***** Document segment

Johan Stålbom (1712 – 17 November 1777) was a Swedish painter.

Stålbom was born at the former town of Karis (now Raseborg), Finland.  He studied from 1733 with the painters Johan Pasch and Lorens Pasch the Elder in Stockholm. From the 1740s he worked and lived mainly in Östergötland, later in his estate Orräng in Grebo, Sweden.

Stålbom primarily painted portraits. The Linköping Diocese library shows a few portraits he has painted. There are only a few of his works that have survived. In the best of his works is displayed skillful drawing, and strong, but not sophisticated colors. His colorings are characterized by a strong reddish color and a greenish or grayish shading.

Johan Stålbom married about 1757 with Susanna Beata Hammardahl. Stålbom died at Grebo in Östergötland, Sweden.

**********
***** Data rows

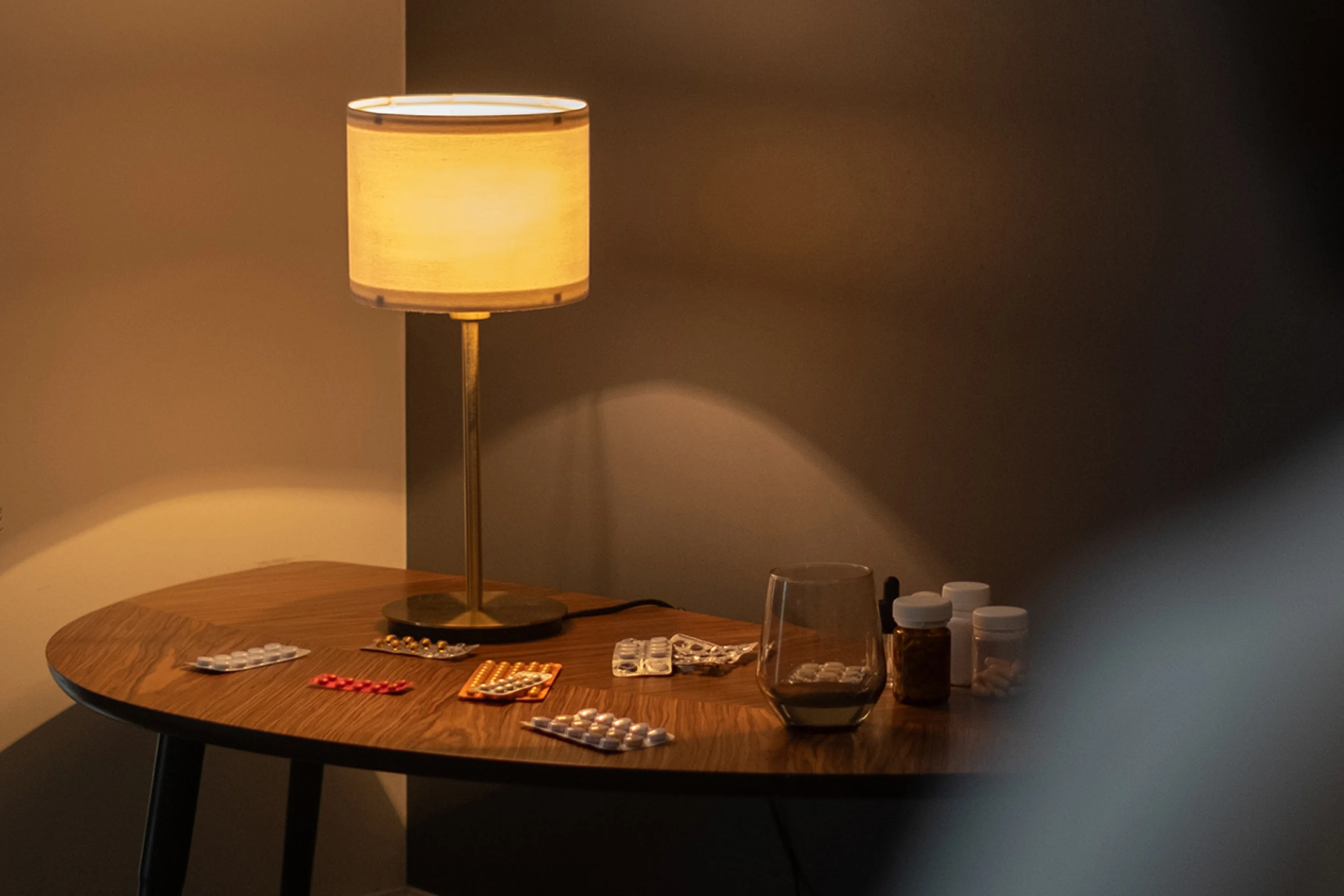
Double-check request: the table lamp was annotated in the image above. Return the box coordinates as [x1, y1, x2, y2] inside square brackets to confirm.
[345, 94, 589, 641]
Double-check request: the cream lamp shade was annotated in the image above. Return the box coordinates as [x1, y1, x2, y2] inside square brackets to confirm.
[345, 94, 589, 313]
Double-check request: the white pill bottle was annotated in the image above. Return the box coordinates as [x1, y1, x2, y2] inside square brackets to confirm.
[970, 607, 1027, 697]
[942, 582, 989, 688]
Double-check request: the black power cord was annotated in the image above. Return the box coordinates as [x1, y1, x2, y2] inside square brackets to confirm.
[564, 599, 676, 619]
[766, 797, 817, 896]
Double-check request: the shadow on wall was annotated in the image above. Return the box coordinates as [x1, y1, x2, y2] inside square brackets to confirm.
[407, 0, 1344, 631]
[482, 383, 949, 622]
[0, 706, 406, 896]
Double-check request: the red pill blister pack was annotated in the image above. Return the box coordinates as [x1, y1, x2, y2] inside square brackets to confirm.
[308, 672, 415, 694]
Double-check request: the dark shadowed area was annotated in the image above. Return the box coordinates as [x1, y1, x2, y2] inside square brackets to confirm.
[407, 0, 1344, 893]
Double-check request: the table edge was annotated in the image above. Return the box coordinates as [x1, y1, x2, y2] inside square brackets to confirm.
[47, 663, 989, 799]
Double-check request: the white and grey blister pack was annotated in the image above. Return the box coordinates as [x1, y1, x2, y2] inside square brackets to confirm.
[789, 661, 871, 685]
[192, 642, 312, 672]
[668, 634, 757, 674]
[523, 706, 676, 752]
[612, 638, 672, 678]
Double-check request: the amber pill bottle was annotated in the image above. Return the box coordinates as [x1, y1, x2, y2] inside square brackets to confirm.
[891, 591, 952, 705]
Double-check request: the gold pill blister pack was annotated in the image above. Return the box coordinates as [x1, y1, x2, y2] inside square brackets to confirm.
[457, 659, 560, 702]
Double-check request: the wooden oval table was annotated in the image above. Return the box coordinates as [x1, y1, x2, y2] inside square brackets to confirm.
[47, 563, 1020, 896]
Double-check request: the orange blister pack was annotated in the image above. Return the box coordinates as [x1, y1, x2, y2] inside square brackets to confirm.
[457, 659, 560, 702]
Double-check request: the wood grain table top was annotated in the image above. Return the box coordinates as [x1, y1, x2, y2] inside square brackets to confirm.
[47, 563, 1024, 795]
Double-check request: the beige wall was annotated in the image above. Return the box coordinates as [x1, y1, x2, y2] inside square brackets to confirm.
[406, 0, 1344, 893]
[0, 0, 405, 893]
[407, 0, 1344, 637]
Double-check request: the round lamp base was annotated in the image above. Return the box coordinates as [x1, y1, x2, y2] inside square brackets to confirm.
[383, 591, 569, 643]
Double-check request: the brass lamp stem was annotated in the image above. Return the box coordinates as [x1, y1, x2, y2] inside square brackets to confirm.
[453, 313, 489, 612]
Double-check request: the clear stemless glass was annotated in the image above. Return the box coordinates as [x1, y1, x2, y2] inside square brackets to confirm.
[757, 563, 887, 728]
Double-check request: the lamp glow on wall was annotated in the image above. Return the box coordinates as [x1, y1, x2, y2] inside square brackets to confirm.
[345, 94, 589, 641]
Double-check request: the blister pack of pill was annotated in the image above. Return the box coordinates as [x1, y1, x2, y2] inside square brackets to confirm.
[360, 634, 481, 659]
[789, 661, 868, 685]
[523, 706, 676, 752]
[668, 634, 757, 673]
[191, 642, 312, 672]
[612, 638, 672, 678]
[308, 672, 415, 694]
[457, 659, 560, 702]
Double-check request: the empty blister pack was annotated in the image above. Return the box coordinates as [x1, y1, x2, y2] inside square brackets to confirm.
[191, 642, 312, 672]
[612, 638, 672, 678]
[360, 634, 481, 659]
[669, 634, 757, 673]
[789, 661, 868, 685]
[457, 659, 560, 702]
[523, 706, 676, 752]
[308, 672, 415, 694]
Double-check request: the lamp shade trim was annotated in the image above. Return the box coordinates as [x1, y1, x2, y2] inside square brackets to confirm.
[345, 94, 589, 133]
[349, 278, 589, 314]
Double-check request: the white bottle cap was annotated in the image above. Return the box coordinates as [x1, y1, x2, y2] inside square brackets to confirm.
[891, 591, 952, 629]
[970, 607, 1027, 631]
[942, 582, 989, 612]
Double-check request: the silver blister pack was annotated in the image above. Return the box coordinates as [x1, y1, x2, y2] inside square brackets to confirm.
[191, 642, 312, 672]
[612, 638, 672, 678]
[523, 706, 676, 752]
[668, 634, 757, 673]
[789, 661, 871, 685]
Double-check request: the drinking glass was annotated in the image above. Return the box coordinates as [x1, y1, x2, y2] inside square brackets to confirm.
[757, 563, 887, 728]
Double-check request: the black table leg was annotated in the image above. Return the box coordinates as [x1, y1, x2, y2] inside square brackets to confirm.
[140, 735, 206, 896]
[280, 759, 323, 896]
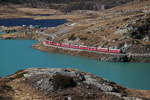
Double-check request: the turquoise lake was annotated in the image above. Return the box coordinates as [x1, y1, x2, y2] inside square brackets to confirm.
[0, 40, 150, 90]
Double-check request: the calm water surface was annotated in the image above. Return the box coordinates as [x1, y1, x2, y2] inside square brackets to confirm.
[0, 40, 150, 89]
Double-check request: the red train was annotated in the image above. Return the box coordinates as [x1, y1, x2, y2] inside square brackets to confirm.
[44, 40, 121, 53]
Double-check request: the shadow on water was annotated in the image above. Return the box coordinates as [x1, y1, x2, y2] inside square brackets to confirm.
[0, 40, 150, 89]
[0, 18, 67, 27]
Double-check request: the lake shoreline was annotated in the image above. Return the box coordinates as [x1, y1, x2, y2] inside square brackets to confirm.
[0, 68, 150, 100]
[0, 34, 150, 63]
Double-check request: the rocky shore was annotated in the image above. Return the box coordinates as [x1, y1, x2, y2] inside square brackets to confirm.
[0, 0, 150, 62]
[0, 68, 150, 100]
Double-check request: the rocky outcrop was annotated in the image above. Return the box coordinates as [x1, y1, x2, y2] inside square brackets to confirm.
[0, 0, 134, 12]
[0, 68, 148, 100]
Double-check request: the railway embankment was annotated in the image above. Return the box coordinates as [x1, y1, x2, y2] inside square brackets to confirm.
[33, 43, 150, 62]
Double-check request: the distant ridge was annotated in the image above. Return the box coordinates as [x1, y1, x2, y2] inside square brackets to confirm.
[0, 0, 135, 12]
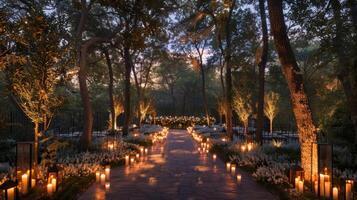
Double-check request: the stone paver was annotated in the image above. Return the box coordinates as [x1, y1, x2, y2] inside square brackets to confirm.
[79, 130, 278, 200]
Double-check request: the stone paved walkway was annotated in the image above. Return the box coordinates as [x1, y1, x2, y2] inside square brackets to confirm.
[79, 130, 277, 200]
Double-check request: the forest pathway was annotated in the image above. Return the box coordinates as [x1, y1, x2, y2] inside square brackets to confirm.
[79, 130, 278, 200]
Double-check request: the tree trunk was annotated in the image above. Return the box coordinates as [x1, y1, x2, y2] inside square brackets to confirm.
[225, 1, 236, 141]
[200, 65, 210, 126]
[33, 122, 39, 174]
[268, 0, 317, 181]
[78, 39, 93, 150]
[256, 0, 268, 144]
[104, 49, 116, 132]
[132, 61, 141, 127]
[269, 119, 273, 134]
[331, 0, 357, 147]
[123, 47, 131, 135]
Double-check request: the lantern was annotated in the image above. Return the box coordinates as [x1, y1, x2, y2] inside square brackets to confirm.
[0, 180, 17, 200]
[289, 165, 305, 187]
[47, 165, 62, 192]
[345, 180, 354, 200]
[16, 142, 35, 194]
[311, 143, 333, 198]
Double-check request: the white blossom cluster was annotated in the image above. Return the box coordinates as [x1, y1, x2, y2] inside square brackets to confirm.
[253, 162, 289, 185]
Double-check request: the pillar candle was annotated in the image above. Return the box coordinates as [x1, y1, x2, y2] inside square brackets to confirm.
[241, 145, 245, 152]
[295, 177, 300, 191]
[325, 181, 331, 198]
[226, 162, 231, 171]
[47, 183, 53, 196]
[7, 188, 15, 200]
[346, 180, 352, 200]
[31, 178, 36, 188]
[320, 174, 325, 197]
[21, 174, 29, 194]
[332, 187, 338, 200]
[95, 171, 100, 183]
[299, 180, 304, 193]
[314, 181, 319, 195]
[104, 166, 110, 180]
[248, 143, 253, 151]
[100, 174, 105, 185]
[231, 165, 236, 174]
[105, 182, 110, 191]
[51, 178, 57, 192]
[125, 155, 129, 165]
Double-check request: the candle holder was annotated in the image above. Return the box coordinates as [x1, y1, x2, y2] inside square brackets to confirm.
[16, 142, 36, 194]
[311, 143, 333, 198]
[289, 165, 305, 187]
[0, 180, 17, 200]
[47, 165, 62, 192]
[345, 179, 355, 200]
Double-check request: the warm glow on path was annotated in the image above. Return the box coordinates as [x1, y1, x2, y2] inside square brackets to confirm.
[80, 130, 275, 200]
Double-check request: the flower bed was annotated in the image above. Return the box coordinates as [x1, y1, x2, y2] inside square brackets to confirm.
[156, 116, 215, 129]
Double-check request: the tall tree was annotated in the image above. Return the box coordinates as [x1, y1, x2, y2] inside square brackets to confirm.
[100, 0, 170, 135]
[74, 0, 109, 150]
[256, 0, 269, 143]
[103, 48, 117, 132]
[4, 8, 68, 170]
[331, 0, 357, 147]
[268, 0, 317, 181]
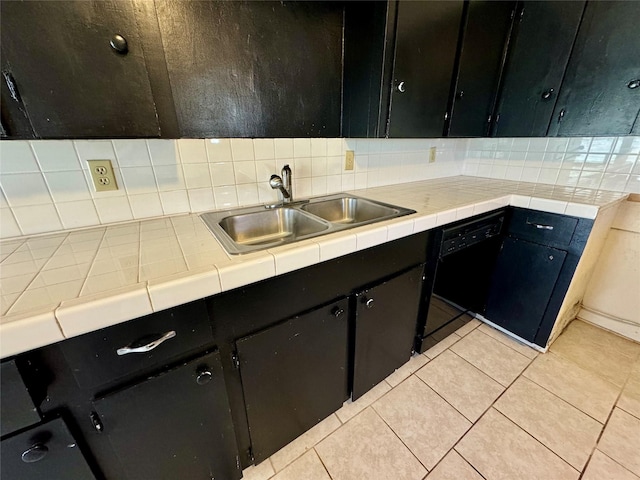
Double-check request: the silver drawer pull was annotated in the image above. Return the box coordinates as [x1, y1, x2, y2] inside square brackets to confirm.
[527, 222, 553, 230]
[116, 330, 176, 355]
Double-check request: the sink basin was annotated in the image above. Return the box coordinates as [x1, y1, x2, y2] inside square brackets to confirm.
[201, 207, 329, 253]
[200, 194, 414, 254]
[300, 197, 399, 225]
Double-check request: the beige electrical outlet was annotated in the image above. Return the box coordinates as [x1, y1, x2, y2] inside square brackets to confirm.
[87, 160, 118, 192]
[344, 150, 354, 170]
[429, 147, 436, 163]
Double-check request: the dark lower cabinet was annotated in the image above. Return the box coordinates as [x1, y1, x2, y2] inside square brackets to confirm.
[236, 299, 349, 463]
[0, 416, 96, 480]
[485, 238, 567, 342]
[549, 1, 640, 136]
[91, 352, 241, 480]
[352, 265, 424, 400]
[493, 1, 585, 137]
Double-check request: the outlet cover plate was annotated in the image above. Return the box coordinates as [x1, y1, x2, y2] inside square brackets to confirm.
[87, 160, 118, 192]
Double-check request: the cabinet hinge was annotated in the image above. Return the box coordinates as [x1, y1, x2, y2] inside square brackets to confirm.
[247, 447, 256, 463]
[231, 352, 240, 370]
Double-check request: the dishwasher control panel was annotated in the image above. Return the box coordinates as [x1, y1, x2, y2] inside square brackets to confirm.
[440, 212, 504, 258]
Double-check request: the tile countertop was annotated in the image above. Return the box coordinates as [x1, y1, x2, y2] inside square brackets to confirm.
[0, 176, 628, 358]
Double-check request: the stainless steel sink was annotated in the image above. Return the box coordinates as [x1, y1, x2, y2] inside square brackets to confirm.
[200, 194, 415, 254]
[300, 197, 399, 225]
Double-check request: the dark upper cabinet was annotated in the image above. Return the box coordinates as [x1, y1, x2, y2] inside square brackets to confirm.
[446, 0, 516, 137]
[388, 1, 463, 137]
[156, 0, 343, 137]
[549, 1, 640, 136]
[1, 0, 160, 138]
[492, 1, 585, 137]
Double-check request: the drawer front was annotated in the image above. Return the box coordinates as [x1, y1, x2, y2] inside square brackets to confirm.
[0, 360, 40, 436]
[0, 418, 96, 480]
[60, 300, 213, 388]
[509, 208, 578, 248]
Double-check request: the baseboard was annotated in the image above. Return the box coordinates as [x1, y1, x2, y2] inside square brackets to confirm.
[577, 307, 640, 342]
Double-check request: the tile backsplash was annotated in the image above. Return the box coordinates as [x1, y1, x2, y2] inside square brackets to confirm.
[0, 137, 640, 238]
[0, 138, 466, 238]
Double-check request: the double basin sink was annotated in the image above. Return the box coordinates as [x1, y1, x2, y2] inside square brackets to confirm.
[200, 194, 415, 254]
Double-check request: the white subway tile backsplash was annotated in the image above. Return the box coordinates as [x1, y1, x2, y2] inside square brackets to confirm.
[231, 138, 255, 162]
[56, 200, 100, 228]
[30, 140, 80, 172]
[13, 203, 62, 235]
[146, 139, 180, 166]
[113, 140, 151, 168]
[0, 140, 40, 175]
[44, 170, 91, 203]
[73, 140, 119, 170]
[0, 173, 53, 207]
[176, 138, 208, 164]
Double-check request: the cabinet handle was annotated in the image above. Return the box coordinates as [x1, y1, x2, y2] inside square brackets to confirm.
[527, 220, 553, 230]
[109, 33, 129, 55]
[22, 443, 49, 463]
[196, 367, 213, 385]
[116, 330, 176, 355]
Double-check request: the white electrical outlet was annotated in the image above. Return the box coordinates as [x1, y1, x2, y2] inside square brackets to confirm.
[87, 160, 118, 192]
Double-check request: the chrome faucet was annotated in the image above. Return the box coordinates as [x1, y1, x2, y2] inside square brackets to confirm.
[269, 165, 293, 203]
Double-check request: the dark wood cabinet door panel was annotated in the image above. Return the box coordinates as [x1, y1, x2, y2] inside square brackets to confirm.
[156, 0, 343, 137]
[1, 0, 160, 138]
[353, 265, 424, 400]
[0, 418, 96, 480]
[448, 0, 516, 137]
[549, 1, 640, 136]
[388, 0, 463, 138]
[485, 237, 567, 342]
[236, 299, 349, 462]
[493, 1, 585, 137]
[94, 352, 241, 480]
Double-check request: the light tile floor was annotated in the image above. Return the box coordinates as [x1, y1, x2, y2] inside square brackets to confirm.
[243, 320, 640, 480]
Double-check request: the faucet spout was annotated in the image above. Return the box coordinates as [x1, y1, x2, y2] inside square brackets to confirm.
[269, 174, 291, 199]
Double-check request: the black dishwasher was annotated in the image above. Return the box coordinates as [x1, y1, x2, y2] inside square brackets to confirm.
[418, 210, 505, 352]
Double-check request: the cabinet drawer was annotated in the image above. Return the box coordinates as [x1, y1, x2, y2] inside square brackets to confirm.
[0, 360, 40, 436]
[0, 418, 95, 480]
[60, 300, 213, 388]
[509, 208, 578, 248]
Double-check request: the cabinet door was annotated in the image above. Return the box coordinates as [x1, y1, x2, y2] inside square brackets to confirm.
[156, 0, 343, 138]
[389, 0, 463, 137]
[2, 0, 160, 138]
[485, 237, 567, 342]
[94, 352, 241, 480]
[448, 0, 516, 137]
[236, 299, 348, 462]
[353, 266, 423, 400]
[549, 1, 640, 136]
[493, 1, 585, 137]
[0, 418, 95, 480]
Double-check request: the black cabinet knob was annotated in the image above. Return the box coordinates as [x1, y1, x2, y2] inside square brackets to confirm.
[22, 443, 49, 463]
[109, 33, 129, 55]
[196, 368, 213, 385]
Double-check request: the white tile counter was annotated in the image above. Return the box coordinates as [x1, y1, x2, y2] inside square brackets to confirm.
[0, 176, 627, 358]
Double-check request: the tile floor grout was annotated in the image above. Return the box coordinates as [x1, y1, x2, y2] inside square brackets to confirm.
[246, 323, 640, 480]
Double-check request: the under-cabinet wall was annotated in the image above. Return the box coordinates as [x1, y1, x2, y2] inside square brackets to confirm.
[0, 136, 640, 238]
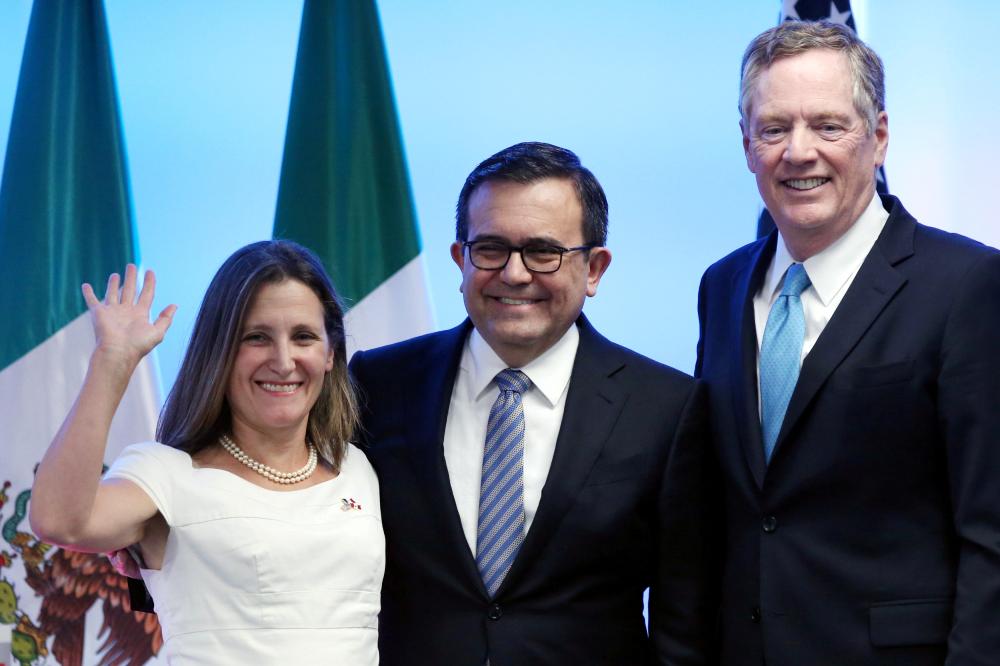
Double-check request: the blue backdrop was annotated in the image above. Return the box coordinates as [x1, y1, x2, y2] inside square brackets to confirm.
[0, 0, 1000, 385]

**********

List every person other than Johan Stålbom who is named in the short biography of Johan Stålbom.

Johan Pasch, Lorens Pasch the Elder, Susanna Beata Hammardahl